▸ Task directions:
Type out each entry exactly as it appears, but keep every image out.

▸ Supplied information:
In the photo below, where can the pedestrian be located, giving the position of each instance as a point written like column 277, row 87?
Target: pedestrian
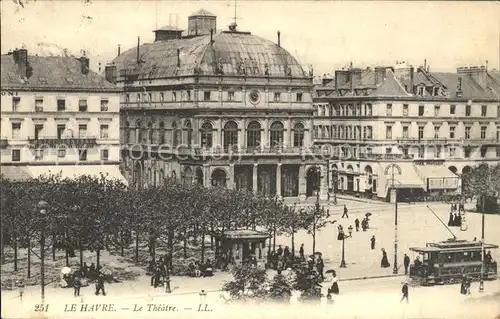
column 345, row 212
column 404, row 290
column 384, row 263
column 77, row 284
column 406, row 262
column 99, row 285
column 320, row 265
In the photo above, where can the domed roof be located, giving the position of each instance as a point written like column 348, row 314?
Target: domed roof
column 234, row 51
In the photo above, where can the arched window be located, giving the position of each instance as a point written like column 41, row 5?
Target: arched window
column 230, row 135
column 206, row 135
column 189, row 131
column 161, row 133
column 277, row 133
column 150, row 133
column 298, row 135
column 253, row 135
column 175, row 135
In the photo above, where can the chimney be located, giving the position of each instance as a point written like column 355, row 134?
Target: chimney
column 380, row 73
column 110, row 73
column 459, row 87
column 21, row 59
column 138, row 50
column 84, row 64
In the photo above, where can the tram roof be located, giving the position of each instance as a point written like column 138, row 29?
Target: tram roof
column 452, row 249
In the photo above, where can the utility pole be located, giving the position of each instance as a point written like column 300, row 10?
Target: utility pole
column 392, row 167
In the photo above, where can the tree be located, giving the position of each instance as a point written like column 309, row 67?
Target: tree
column 249, row 283
column 313, row 219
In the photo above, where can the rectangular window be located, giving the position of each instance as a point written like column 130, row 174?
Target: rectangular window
column 16, row 155
column 82, row 154
column 388, row 132
column 436, row 110
column 452, row 132
column 104, row 105
column 61, row 152
column 405, row 131
column 16, row 131
column 16, row 100
column 61, row 104
column 206, row 95
column 483, row 110
column 104, row 131
column 277, row 96
column 39, row 105
column 38, row 130
column 483, row 132
column 82, row 130
column 82, row 105
column 104, row 155
column 405, row 109
column 467, row 132
column 39, row 154
column 420, row 110
column 60, row 130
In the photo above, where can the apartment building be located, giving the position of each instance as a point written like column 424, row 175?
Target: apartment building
column 57, row 117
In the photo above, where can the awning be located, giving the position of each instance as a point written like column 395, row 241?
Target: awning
column 110, row 172
column 15, row 173
column 438, row 177
column 408, row 177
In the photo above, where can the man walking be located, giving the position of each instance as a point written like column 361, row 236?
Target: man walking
column 404, row 290
column 345, row 212
column 406, row 262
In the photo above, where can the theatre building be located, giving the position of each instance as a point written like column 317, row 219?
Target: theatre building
column 58, row 117
column 217, row 108
column 430, row 126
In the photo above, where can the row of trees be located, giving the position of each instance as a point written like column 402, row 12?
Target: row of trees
column 95, row 213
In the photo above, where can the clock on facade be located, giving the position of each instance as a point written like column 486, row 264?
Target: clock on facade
column 254, row 96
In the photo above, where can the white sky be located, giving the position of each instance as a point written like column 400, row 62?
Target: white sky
column 325, row 34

▸ Solved exercise:
In the photo below, where can the pedestrian be located, giving the position of each instance as a point written like column 277, row 87?
Target: pedestrian
column 345, row 212
column 404, row 290
column 384, row 263
column 77, row 284
column 406, row 262
column 99, row 285
column 320, row 265
In the photo above, where can the domed roof be located, giving the position of each instance as a point written like column 348, row 314?
Target: domed roof
column 234, row 51
In the photo above, where can the arched window be located, giving the position of each instance as a point written like column 41, row 5?
Target: arched window
column 230, row 135
column 206, row 135
column 189, row 131
column 161, row 133
column 277, row 133
column 150, row 133
column 298, row 135
column 253, row 135
column 175, row 135
In the photo above, where can the chimney be located, giving the position of each instance as a point written like column 355, row 134?
Target: chimney
column 380, row 73
column 110, row 73
column 459, row 87
column 21, row 59
column 138, row 50
column 84, row 64
In the photo above, where can the tram roof be located, giving the position of each instance as a point written like column 138, row 29?
Target: tram roof
column 452, row 249
In the photo above, where can the utility pole be located, giving the position of each instance as a point written like column 300, row 10?
Target: utility pole
column 392, row 167
In the photo above, where can the tree be located, giving the position of each instance as a point written like column 309, row 67?
Target: tree
column 249, row 283
column 313, row 219
In the photo above, where can the rectangular window be located, giving the position of each instance as a point written like column 130, row 174?
Target: rectangular window
column 16, row 155
column 82, row 154
column 388, row 132
column 436, row 110
column 452, row 132
column 104, row 105
column 61, row 152
column 405, row 131
column 16, row 131
column 16, row 100
column 61, row 104
column 206, row 95
column 483, row 110
column 104, row 131
column 277, row 96
column 39, row 105
column 38, row 130
column 483, row 132
column 82, row 130
column 82, row 105
column 104, row 155
column 405, row 109
column 467, row 132
column 39, row 154
column 420, row 110
column 60, row 130
In the photo above, where can the apartment building be located, giving the position of each instance as a point written like column 424, row 175?
Target: apartment building
column 57, row 117
In the photo above, where can the awning be located, giving the position of each instance as a point written like column 395, row 241?
Target: awning
column 110, row 172
column 15, row 173
column 438, row 177
column 408, row 177
In the photo above, where can the man walking be located, giving the position of each instance as a point written like column 361, row 236?
Target: man walking
column 404, row 290
column 345, row 212
column 406, row 262
In the photo above, where can the theatre building be located, giving the position of each instance as a point written like column 317, row 219?
Target: theatre building
column 58, row 117
column 217, row 108
column 430, row 126
In the photo above, where can the row of trees be located, giving the position of each instance as a point written like column 402, row 12?
Target: row of trees
column 95, row 213
In the photo above, where can the clock on facade be located, giving the position of each instance as a point written like column 486, row 264?
Target: clock on facade
column 254, row 96
In the photo above, where can the white sky be located, giving the position of each instance as a point written like column 400, row 62?
Target: white sky
column 325, row 34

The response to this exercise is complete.